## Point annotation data
— START —
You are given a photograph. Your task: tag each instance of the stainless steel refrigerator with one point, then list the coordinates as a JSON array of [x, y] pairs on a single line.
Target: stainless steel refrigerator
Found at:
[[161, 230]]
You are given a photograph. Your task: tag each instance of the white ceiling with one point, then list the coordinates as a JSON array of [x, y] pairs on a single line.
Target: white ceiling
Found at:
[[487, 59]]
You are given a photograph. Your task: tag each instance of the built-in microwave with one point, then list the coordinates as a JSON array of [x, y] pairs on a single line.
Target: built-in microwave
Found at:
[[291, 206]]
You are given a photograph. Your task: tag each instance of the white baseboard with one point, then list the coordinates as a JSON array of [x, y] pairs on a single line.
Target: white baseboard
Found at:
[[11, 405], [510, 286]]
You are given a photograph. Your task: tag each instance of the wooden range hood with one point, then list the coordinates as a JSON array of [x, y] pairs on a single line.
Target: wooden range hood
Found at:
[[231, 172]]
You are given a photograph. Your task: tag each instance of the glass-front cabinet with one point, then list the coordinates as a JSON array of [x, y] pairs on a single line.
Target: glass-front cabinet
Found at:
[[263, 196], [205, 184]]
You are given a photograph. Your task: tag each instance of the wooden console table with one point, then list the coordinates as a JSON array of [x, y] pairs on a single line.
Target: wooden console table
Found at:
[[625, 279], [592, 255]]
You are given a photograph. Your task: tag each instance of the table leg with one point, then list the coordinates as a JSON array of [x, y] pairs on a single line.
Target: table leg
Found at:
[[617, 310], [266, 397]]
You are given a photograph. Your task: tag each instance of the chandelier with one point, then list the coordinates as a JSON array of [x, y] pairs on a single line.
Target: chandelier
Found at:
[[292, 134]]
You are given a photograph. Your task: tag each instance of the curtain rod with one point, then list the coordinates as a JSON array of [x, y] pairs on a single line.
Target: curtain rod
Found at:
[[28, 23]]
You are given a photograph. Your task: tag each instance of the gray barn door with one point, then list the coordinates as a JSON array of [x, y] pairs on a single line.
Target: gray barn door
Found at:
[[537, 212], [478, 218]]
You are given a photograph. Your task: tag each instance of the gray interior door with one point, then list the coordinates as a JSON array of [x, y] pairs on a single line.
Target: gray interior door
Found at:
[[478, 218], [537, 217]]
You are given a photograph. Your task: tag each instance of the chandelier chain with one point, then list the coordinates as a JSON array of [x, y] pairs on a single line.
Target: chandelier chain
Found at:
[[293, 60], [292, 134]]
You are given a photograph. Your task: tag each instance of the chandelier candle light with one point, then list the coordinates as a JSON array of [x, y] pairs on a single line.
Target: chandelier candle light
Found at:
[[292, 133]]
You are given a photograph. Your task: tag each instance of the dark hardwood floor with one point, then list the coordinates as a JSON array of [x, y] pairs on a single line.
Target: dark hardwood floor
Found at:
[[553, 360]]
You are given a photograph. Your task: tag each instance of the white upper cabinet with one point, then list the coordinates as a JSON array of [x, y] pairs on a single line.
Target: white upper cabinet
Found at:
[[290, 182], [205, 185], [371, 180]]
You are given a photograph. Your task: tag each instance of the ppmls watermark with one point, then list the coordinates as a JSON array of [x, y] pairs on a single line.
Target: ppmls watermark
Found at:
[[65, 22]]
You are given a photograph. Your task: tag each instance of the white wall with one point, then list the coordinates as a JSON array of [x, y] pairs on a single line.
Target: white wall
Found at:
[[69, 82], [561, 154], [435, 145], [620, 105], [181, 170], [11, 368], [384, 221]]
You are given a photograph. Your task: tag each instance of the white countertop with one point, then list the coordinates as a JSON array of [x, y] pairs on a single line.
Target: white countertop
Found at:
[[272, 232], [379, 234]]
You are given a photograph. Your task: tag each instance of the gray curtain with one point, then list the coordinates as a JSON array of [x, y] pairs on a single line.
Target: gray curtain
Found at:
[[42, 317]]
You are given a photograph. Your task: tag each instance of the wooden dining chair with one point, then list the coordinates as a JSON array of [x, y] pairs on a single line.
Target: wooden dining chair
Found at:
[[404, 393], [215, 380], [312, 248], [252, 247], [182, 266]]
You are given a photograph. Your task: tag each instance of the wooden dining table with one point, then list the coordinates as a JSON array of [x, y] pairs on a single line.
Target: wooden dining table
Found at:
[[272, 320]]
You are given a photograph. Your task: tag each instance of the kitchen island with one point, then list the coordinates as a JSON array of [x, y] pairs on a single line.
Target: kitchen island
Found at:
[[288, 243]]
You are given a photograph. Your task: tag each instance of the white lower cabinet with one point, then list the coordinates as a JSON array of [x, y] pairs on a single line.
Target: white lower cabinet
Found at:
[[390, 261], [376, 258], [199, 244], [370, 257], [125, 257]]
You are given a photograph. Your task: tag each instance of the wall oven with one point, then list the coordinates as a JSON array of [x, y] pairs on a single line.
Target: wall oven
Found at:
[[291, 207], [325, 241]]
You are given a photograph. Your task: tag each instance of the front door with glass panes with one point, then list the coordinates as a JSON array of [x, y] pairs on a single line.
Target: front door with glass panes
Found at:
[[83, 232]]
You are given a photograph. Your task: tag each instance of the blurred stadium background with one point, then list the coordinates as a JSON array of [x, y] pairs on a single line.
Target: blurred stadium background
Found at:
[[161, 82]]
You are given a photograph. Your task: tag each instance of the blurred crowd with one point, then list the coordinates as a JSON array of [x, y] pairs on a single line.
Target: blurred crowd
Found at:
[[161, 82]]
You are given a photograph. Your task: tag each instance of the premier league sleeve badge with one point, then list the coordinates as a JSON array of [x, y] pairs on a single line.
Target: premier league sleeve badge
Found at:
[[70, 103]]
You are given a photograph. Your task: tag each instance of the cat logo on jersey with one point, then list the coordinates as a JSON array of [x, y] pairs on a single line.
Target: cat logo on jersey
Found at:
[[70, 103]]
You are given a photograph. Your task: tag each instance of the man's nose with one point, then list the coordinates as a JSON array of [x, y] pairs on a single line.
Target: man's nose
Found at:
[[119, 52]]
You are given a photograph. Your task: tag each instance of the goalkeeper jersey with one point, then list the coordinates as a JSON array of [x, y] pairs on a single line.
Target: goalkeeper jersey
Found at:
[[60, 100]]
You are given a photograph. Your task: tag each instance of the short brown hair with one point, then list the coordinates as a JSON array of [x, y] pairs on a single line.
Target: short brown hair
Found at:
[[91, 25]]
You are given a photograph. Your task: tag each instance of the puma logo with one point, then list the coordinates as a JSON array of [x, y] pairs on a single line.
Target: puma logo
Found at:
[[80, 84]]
— END —
## Requirements
Reproduce every row above verbatim, keeping each line in its original order.

## Response
You are given a photograph. Your task: tag each instance of the stainless steel refrigerator with one point, then list the coordinates as a JSON array of [x, y] pairs on a single line.
Target: stainless steel refrigerator
Found at:
[[161, 230]]
You are given a photograph. Your task: tag each instance of the white ceiling with one point, then list the coordinates as a JSON array of [x, y] pairs on a single line.
Target: white ceiling
Found at:
[[487, 59]]
You are given a photograph. Your task: tag each instance of the built-in microwave with one point, then list the coordinates as a JSON array of [x, y] pairs on a single line.
Target: built-in microwave
Found at:
[[291, 206]]
You are given a photograph. Your task: tag each instance of the white baseboard with one point, then list the coordinates as a JSON array of [x, y] pairs on a single line.
Target: white baseboard
Found at:
[[11, 405], [510, 286]]
You are given a photograph. Your task: tag each instance of the wooden range hood with one point, then list the coordinates as a JSON array of [x, y] pairs on a single line.
Target: wooden range hood
Found at:
[[231, 172]]
You are given a photograph. Your task: tag each instance of the glass-front cabinet with one point, then list the coordinates as a JSON array of [x, y] pairs on a single line.
Target: glass-front cabinet
Found at:
[[263, 196], [205, 184]]
You are given a photograph. Your task: tag each instance of the wooden console table with one point, then list the coordinates as a JSON array of [x, y] pairs on a single line.
Target: wooden console table
Found at:
[[625, 279], [592, 255]]
You are given a photograph. Your task: tag each instance of the table leg with one point, then list the coordinates as a JSON array of [x, y] pairs on a single line.
Target: table leg
Found at:
[[617, 310], [266, 397]]
You are given a photograph. Your task: tag each instance of the chandelier with one point, then list the coordinates as a JSON array of [x, y] pairs on a single line.
Target: chandelier
Found at:
[[292, 134]]
You are given a photograph. Your task: tag each instance of the curtain rod with one point, then list the coordinates as a JSON array of [x, y] pairs on a single line.
Target: curtain rod
Found at:
[[28, 23]]
You are given a photograph. Your task: tag each instance of the gray barn door with one point, then list the coordinates as a JSON array of [x, y] pairs on a single line.
Target: gray barn door
Found at:
[[537, 212], [478, 218]]
You are given a photograph. Your task: tag each instance of the gray interior door with one point, then list the coordinates as a JSON array of [x, y] pairs on a single line.
Target: gray interior door
Found at:
[[478, 218], [537, 217]]
You are given a photograph. Your task: tag each instance of the chandelier chain with one point, then list the coordinates as a JSON array of [x, y] pairs on a single line.
Target: chandelier chain
Found at:
[[293, 60], [292, 134]]
You are given a photograph. Your task: tag each instance of the chandelier candle light with one point, then list the coordinates as a JSON array of [x, y] pairs on a single line.
Target: chandelier candle light
Found at:
[[292, 133]]
You are given a photograph. Your task: tag each instance of the dark hardwood floor with one point, then list the coordinates as a JSON array of [x, y] pairs on a single line.
Target: dark hardwood floor
Found at:
[[553, 360]]
You are given a photograph. Your task: tag each instance of the white upper cabinet with one point, then list the coordinates as a JSON array of [x, y] pairs on a single line.
Target: white upper cabinet
Found at:
[[290, 182], [205, 185], [371, 180]]
You are given a photograph. Your task: tag each instance of the ppmls watermark with one point, then list the coordinates as a JSON array of [x, y] pairs on a single line.
Target: ppmls watermark
Found at:
[[65, 22]]
You are given a photograph. Your task: tag each instance of the white wall with one point, then list the coordinates as a JSON array of [x, y] pairs on a single line.
Target: white wall
Found at:
[[69, 82], [561, 154], [435, 145], [620, 105], [181, 170], [11, 368], [384, 221]]
You are given a photograph. Your task: tag each instance of the white countertop with one point, then list the coordinates as a JSON array of [x, y] pairs on a single line.
Target: white countertop
Found at:
[[272, 232], [379, 234]]
You are given a photograph. Your task: tag each instance of the gray curtain with one point, then list the coordinates as a JSON array of [x, y] pairs on a single line.
Target: gray curtain
Found at:
[[42, 317]]
You are given a photograph. Your task: tag each instance of the wooden dining chair with one point, then list the coordinates as a JSON array of [x, y] pairs on a single line.
Target: wooden dining chair
Found at:
[[404, 393], [215, 380], [312, 248], [252, 247], [182, 266]]
You are given a photograph. Your task: tag each instance of the wooden dining table with one point, then list the coordinates as a JSON array of [x, y] pairs on a single line.
Target: wooden dining table
Found at:
[[272, 320]]
You are given a photograph. Your task: tag each instance of the kitchen island with one point, then list the coordinates as a JSON array of [x, y] pairs on a single line.
Target: kitchen island
Found at:
[[288, 243]]
You are given a photograph. Your task: tag each instance of the white lower cabinet with one point, then list the coordinates as a JSON array of [x, y] pairs on a single line.
Target: white lower cabinet
Found at:
[[390, 261], [376, 258], [199, 244], [370, 257], [125, 257]]
You are given a photograph. Your task: tag each instance of the wall oven with one point, then list the coordinates as a JSON array of [x, y] pairs on a single line.
Target: wall oven
Found at:
[[291, 207], [325, 241]]
You are given a photograph. Your task: tag each instance of the front door with glass panes with one point, then list the coordinates as a JSON array of [x, y] pairs on a single line.
Target: front door with glass panes
Found at:
[[83, 232]]
You are given a photograph. Your task: tag each instance of the blurred stadium background with one point, then list the coordinates as a JSON array of [x, y] pairs on a single line.
Target: blurred stadium background
Found at:
[[161, 82]]
You are given a photograph. Your task: tag each instance of the blurred crowd with one point, then list the coordinates as a JSON array of [x, y] pairs on a single line.
Target: blurred crowd
Found at:
[[161, 82]]
You are given a photograph. Your task: tag each instance of the premier league sleeve badge with one point, then list the coordinates as a JSON array of [x, y] pairs on a single line.
Target: premier league sleeve badge
Found at:
[[70, 103]]
You are given a photograph. Your task: tag each instance of the cat logo on jersey with one point, then list the coordinates as a JSON array of [x, y] pairs on a single line.
Target: cat logo on jersey
Found at:
[[70, 103]]
You are given a photograph. Your task: tag each instance of the man's nose with one point, then list the coordinates as a JSON array of [x, y] pairs on a single line.
Target: man's nose
Found at:
[[119, 52]]
You are given a photograph. Your task: tag each instance of the goalkeeper jersey with one point, then list the coordinates as a JSON array of [x, y] pairs on a single line.
Target: goalkeeper jersey
Found at:
[[60, 100]]
You are given a photograph. Your task: tag each instance of the short brown hair with one point, then list the coordinates as a JSON array of [x, y] pairs on a single line.
Target: short brown hair
Found at:
[[91, 25]]
You are given a photograph. Your task: tag each instance of the puma logo with one point, then list the coordinates as a JSON array of [x, y] pairs on a single line.
Target: puma logo
Found at:
[[80, 84]]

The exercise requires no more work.